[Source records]
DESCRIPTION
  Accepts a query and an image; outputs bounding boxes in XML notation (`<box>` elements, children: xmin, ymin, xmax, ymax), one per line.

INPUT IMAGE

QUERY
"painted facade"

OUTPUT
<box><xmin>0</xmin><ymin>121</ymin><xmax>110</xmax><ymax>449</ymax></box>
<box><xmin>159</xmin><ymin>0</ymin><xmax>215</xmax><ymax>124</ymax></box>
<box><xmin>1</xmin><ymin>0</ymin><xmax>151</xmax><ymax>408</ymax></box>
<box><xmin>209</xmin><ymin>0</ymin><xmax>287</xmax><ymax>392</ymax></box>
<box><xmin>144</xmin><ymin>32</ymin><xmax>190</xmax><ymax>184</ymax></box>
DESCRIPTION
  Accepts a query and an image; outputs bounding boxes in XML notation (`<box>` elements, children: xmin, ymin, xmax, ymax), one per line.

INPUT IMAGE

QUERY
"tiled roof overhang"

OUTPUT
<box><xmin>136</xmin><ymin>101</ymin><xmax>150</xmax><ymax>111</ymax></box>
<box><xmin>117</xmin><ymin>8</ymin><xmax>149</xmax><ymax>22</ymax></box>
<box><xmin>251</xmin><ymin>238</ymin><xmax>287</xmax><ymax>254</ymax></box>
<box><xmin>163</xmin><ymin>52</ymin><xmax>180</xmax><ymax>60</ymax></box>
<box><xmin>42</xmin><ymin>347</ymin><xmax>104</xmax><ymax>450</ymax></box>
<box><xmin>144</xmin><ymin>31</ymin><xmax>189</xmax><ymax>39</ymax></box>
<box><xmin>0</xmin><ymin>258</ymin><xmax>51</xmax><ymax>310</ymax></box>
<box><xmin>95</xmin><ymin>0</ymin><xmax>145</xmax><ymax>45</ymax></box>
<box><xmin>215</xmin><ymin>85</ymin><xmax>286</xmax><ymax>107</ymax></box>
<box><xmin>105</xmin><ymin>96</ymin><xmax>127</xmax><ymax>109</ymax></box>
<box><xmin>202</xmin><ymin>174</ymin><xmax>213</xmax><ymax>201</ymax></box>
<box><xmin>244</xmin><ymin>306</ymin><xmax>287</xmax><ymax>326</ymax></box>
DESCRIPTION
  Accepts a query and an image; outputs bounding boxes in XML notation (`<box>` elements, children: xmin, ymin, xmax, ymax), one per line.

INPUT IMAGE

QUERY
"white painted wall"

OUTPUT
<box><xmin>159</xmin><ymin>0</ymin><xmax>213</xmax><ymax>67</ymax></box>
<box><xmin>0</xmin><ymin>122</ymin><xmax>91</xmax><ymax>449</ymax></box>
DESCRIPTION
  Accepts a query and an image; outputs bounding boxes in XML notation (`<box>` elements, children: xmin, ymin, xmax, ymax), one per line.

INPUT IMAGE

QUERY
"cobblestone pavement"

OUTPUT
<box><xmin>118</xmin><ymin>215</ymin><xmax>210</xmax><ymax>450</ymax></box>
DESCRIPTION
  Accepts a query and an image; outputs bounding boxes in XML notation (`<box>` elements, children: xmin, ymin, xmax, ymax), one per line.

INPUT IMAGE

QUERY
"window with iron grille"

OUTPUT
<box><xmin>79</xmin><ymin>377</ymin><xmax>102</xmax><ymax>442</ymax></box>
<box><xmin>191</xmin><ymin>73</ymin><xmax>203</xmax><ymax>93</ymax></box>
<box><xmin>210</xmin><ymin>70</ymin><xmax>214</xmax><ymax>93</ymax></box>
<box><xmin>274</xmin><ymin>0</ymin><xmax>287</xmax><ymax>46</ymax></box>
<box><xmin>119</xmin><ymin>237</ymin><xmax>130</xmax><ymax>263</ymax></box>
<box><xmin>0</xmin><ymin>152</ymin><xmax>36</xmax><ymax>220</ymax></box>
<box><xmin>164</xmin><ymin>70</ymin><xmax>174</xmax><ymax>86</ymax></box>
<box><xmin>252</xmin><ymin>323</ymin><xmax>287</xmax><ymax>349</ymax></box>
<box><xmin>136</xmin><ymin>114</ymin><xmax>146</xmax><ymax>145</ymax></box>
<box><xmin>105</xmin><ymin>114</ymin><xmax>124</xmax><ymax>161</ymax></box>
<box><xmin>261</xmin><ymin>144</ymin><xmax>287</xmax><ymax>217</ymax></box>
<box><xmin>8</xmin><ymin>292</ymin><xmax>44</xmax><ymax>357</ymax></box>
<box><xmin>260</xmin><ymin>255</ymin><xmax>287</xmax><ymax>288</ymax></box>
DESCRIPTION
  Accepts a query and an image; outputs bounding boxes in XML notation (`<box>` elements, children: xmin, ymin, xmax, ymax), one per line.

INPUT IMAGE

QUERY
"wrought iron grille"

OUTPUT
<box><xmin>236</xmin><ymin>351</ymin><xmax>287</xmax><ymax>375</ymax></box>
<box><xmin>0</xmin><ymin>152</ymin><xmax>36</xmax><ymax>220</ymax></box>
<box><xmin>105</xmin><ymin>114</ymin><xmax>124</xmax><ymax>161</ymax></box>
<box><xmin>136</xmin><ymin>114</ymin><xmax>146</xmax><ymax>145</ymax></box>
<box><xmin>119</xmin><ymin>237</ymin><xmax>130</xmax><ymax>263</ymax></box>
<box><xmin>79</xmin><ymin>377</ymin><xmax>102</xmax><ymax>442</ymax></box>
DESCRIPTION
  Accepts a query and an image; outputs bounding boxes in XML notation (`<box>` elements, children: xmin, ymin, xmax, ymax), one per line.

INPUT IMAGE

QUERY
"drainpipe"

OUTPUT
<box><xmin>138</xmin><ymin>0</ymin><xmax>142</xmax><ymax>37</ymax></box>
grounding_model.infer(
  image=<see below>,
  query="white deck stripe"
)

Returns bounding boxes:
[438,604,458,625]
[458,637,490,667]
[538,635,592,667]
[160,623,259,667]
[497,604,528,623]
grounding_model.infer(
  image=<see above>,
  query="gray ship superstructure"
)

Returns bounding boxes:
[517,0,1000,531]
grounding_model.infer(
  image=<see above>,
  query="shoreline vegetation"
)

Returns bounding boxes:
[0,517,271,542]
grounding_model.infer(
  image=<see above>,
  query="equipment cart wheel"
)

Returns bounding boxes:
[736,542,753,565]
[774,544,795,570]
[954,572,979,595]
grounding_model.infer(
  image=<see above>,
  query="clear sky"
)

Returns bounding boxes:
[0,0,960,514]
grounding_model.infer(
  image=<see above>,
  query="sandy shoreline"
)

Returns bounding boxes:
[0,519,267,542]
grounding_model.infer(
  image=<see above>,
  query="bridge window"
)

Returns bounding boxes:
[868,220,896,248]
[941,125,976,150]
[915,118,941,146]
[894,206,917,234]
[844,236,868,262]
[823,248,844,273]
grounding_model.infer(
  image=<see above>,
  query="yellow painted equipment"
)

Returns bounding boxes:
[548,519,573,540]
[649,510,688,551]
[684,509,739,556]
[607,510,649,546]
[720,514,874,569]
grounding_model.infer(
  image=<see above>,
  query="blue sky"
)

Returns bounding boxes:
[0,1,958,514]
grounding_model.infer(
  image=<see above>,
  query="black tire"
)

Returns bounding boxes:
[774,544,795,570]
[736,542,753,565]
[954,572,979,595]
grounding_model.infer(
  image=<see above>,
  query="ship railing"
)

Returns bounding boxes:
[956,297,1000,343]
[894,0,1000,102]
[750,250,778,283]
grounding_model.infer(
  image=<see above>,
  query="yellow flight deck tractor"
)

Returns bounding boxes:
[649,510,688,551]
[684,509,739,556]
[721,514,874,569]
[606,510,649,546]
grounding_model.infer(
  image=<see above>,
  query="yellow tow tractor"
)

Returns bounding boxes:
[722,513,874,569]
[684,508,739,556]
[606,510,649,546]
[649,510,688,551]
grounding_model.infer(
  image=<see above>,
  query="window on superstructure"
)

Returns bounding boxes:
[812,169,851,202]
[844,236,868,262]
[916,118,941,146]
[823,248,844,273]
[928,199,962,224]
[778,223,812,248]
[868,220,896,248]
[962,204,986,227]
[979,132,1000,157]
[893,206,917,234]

**Work to be completed:**
Please list every line in the records above that contains the word "equipment", copying each line in full. Case counts, so match only that exact capitalization.

**Worked answer:**
  query="equipment cart wheel"
  query="yellow painted equipment"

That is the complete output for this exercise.